Aim of the task
List everything that the excerpt on connectors for PCB-based membrane switches says connectors use to fit the contact device.

Source excerpt
Multiple Connector Options for PCB Based Membrane Switches

Any industry using printed circuit board (PCB) based membrane switches needs a connector to work. Although the function is universal, the choice of connector options for PCB based membrane switches has challenges with meeting visual and operative requirements. One reason is the continuing reduction of electronic device sizes as technology advances. Our engineering designers are blending both the ability and work solutions for a variety of applications.  We focus on educating our clients about the emerging trends on how to connect the electronic membrane switches to the product’s keyboard and control schematics.

Connectors fit the contact device using wires, pins and molded housings—it is not always a simple task to select the right connector for PCB based membrane switches.  Connectors need to complement the application adding equipment durability within the limited space. Our switches include both tactile and non-tactile switches. PCB actuator switches support keyboard and touch screens. The goal is to make sure the transitory switching happens without failure.

Today, our membrane switch technology is dependable and designed to meet the changing market demands. Membrane switch designs have adapted to developments demanding components that are more durable and easily integrated using connectors.  Choosing the right connector to perform the job is our specialty.

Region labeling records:
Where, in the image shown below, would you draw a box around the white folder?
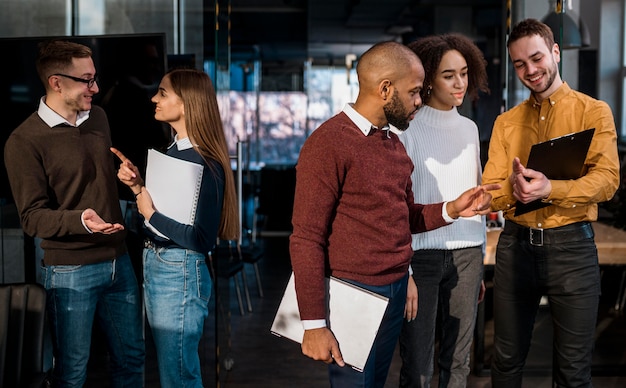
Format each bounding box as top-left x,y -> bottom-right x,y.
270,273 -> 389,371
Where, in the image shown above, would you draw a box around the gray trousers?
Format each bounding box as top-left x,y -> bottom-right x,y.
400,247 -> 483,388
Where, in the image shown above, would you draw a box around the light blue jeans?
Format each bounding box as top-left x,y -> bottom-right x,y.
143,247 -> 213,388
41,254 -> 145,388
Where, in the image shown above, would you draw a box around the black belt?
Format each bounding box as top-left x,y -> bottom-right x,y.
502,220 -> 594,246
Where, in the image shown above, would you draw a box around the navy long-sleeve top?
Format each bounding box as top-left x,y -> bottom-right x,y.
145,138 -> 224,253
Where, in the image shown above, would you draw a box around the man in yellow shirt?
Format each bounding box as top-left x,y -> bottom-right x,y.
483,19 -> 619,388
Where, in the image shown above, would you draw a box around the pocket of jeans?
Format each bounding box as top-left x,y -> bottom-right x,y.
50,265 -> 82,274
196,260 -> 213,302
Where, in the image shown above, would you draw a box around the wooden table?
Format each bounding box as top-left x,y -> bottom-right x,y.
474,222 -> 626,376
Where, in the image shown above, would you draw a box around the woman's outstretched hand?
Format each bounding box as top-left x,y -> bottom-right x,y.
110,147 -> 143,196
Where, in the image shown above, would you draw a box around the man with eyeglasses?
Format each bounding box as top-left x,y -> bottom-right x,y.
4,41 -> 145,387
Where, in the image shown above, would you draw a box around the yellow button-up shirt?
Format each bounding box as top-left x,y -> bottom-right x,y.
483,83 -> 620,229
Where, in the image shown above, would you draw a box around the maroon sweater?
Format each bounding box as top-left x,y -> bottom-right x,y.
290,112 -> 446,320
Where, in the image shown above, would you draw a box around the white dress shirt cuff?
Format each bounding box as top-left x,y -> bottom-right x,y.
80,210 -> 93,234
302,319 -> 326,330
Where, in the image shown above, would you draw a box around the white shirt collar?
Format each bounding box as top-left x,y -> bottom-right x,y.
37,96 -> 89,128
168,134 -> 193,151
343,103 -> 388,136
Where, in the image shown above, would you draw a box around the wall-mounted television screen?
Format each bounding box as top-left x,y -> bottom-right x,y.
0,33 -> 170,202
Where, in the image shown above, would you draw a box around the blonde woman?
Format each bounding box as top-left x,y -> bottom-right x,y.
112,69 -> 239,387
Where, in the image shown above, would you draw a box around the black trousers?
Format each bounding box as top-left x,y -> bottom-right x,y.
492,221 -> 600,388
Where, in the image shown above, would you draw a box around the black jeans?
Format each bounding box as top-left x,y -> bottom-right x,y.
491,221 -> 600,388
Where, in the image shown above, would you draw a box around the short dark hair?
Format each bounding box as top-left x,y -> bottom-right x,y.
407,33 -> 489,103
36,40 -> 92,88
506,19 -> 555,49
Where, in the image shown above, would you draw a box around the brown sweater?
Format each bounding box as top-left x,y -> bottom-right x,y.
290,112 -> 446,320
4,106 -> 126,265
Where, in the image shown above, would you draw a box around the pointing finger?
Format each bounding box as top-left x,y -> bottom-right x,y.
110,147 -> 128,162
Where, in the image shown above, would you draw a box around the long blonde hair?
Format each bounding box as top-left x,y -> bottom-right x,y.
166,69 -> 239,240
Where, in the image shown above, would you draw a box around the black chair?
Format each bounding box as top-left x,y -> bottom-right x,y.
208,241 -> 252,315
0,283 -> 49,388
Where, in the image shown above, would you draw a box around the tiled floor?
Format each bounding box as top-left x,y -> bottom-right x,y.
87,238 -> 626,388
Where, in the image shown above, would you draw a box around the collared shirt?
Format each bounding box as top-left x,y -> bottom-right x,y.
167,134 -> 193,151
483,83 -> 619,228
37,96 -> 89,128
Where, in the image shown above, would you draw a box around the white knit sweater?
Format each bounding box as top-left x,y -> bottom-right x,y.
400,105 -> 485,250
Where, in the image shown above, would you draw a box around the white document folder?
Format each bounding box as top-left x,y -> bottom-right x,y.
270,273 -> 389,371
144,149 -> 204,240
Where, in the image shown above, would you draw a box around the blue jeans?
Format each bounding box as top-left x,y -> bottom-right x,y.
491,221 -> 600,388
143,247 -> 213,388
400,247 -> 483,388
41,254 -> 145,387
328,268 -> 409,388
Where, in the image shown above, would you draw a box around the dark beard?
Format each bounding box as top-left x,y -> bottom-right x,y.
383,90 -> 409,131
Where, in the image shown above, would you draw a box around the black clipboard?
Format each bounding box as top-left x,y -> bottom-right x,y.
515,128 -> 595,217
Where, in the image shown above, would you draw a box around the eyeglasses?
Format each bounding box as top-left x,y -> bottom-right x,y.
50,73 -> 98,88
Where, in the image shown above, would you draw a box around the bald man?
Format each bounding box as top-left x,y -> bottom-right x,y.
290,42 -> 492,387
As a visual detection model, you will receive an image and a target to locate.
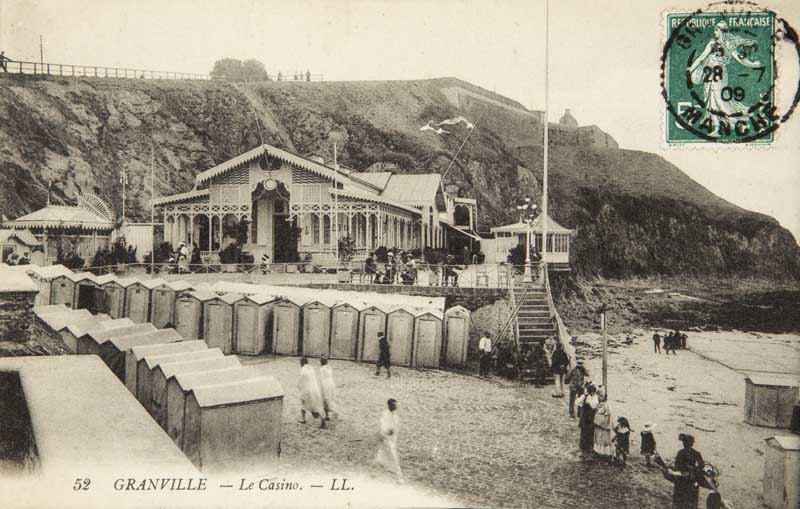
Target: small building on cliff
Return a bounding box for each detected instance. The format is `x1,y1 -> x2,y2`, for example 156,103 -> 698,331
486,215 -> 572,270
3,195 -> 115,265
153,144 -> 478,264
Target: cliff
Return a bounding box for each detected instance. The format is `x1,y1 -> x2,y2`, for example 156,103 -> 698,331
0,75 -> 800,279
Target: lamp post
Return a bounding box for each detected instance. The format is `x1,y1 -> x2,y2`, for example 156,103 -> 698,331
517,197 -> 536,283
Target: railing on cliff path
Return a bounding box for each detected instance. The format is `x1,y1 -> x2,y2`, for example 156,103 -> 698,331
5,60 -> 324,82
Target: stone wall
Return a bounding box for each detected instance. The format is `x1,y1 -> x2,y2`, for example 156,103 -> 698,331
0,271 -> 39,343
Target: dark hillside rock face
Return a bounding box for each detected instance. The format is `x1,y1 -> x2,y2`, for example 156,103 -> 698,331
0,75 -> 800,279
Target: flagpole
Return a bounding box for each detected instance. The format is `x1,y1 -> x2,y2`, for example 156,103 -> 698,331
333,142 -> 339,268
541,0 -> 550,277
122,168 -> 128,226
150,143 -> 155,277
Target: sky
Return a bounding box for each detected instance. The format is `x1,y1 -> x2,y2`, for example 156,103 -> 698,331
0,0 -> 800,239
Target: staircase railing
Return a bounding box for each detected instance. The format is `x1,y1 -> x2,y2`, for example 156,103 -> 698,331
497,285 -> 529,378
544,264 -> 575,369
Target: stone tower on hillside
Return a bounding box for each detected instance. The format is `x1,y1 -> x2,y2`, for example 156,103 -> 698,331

Solution to this task
Wires, pins and molded housings.